=== WHAT THIS TASK INVOLVES ===
Resume the article below introducing Arthur Hansen, picking up right after its final sentence and keeping the same tone, not the rows that follow it.

=== EXTRACT ===
>> Begin
Discover Nikkei

https://www.discovernikkei.org/en/journal/2022/5/20/arthur-hansen/

Saving the Voices of the Past: An Interview with Arthur Hansen

On June 4, 2022, the Japanese American National Museum will host an event in celebration of the publication of Yoshito Kuromiya’s edited memoir, Beyond the Betrayal: The Memoir of a World War II Japanese American Draft Resister of Conscience. As one of the few firsthand accounts of the Heart Mountain Draft Resisters, Kuromiya’s memoir is an important text that documents the personal views of one of the famed resisters. Beyond the Betrayal’s editor and distinguished historian Art Hansen, along with famed Sansei poet Lawson Inada, will join the Kuromiya family in a conversation on Yosh Kuromiya’s life and the importance his memoir.

Art Hansen is, arguably, one of the most influential historians in Japanese American history. Originally born in Hoboken, New Jersey, Hansen spent his early life in the small town of Goleta, California. Originally a student of British and U.S. intellectual history at UC Santa Barbara, Hansen became invested in Japanese American history shortly after being hired as a professor at CSU Fullerton in 1965.
>> End
=== ENTRIES SUPPLIED ===
>> Begin
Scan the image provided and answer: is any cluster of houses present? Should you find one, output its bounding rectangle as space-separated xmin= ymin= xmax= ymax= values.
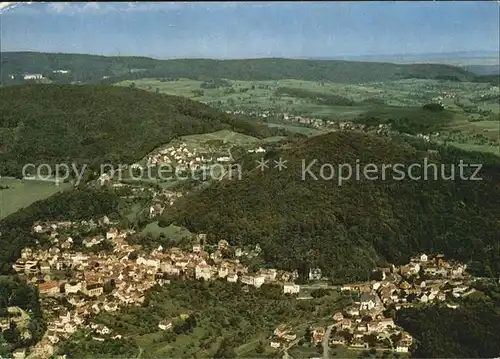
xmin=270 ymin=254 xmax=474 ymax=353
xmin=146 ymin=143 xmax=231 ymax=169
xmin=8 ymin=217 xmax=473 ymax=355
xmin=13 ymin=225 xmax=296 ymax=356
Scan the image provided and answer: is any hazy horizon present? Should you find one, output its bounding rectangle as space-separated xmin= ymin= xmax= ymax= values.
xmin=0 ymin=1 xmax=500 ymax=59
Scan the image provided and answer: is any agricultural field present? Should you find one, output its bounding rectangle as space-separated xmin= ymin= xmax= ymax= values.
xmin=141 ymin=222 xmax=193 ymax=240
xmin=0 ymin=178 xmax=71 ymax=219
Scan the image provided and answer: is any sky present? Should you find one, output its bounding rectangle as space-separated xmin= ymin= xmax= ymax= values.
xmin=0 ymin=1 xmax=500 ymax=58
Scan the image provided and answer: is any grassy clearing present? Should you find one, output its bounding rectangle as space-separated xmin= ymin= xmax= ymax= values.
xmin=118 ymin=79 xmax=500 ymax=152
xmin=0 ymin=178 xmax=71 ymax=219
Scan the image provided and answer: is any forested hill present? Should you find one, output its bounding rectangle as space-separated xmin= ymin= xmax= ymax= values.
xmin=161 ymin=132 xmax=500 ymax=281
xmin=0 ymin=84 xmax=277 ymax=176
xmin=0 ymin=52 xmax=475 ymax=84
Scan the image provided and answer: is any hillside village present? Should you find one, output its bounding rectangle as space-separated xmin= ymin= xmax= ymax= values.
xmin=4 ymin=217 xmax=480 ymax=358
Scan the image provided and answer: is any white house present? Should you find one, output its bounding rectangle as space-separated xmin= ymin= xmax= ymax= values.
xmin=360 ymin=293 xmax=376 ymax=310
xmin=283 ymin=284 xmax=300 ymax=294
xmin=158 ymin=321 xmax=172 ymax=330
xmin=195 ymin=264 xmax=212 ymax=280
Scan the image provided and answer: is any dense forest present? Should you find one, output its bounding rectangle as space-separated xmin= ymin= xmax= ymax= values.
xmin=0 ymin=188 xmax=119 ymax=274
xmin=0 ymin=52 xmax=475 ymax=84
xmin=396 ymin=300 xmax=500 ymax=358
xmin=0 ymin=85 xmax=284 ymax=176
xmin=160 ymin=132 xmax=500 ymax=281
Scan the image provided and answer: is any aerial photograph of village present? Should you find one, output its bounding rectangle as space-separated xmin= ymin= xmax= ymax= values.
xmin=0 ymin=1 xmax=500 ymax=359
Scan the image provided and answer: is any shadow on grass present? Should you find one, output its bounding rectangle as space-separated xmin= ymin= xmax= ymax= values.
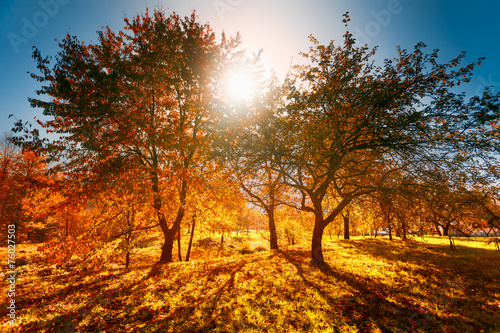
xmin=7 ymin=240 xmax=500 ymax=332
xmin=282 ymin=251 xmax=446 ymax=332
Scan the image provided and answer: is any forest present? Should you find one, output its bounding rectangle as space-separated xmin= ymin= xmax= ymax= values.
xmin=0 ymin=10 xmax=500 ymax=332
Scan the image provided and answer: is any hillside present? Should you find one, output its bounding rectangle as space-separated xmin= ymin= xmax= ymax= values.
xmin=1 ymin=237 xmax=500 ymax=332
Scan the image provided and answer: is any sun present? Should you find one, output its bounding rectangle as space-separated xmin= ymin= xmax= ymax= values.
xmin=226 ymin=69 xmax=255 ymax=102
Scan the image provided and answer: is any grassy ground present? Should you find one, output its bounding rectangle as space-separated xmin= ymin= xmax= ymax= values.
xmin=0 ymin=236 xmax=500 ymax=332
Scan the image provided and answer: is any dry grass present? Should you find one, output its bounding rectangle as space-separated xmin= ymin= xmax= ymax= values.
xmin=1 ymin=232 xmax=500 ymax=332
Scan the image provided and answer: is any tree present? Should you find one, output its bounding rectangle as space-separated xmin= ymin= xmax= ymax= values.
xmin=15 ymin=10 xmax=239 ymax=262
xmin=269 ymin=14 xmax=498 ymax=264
>> End
=== WRITTEN RESPONSE ===
Having grown up with Japanese American classmates in Goleta and Santa Barbara that were incarcerated, Hansen found his interests renewed in the camps thanks to his colleague (and boon companion) Professor Kinji Yada. Yada, who spent his teenage years at Manzanar, shared his personal experiences of camp with Hansen, and inspired him to teach more on the camps, which was then a neglected topic.

Hansen became involved with the early Manzanar pilgrimages of the early 1970s, and befriended several activists such as Sue Kunitomi Embrey and Wilbur Sato during his visits. As part of his research into the camps, Hansen began interviewing several key figures from Manzanar, ranging from community leaders like Togo Tanaka, to Manzanar police officers like George Fukasawa (a fellow professor at Cal State Fullerton).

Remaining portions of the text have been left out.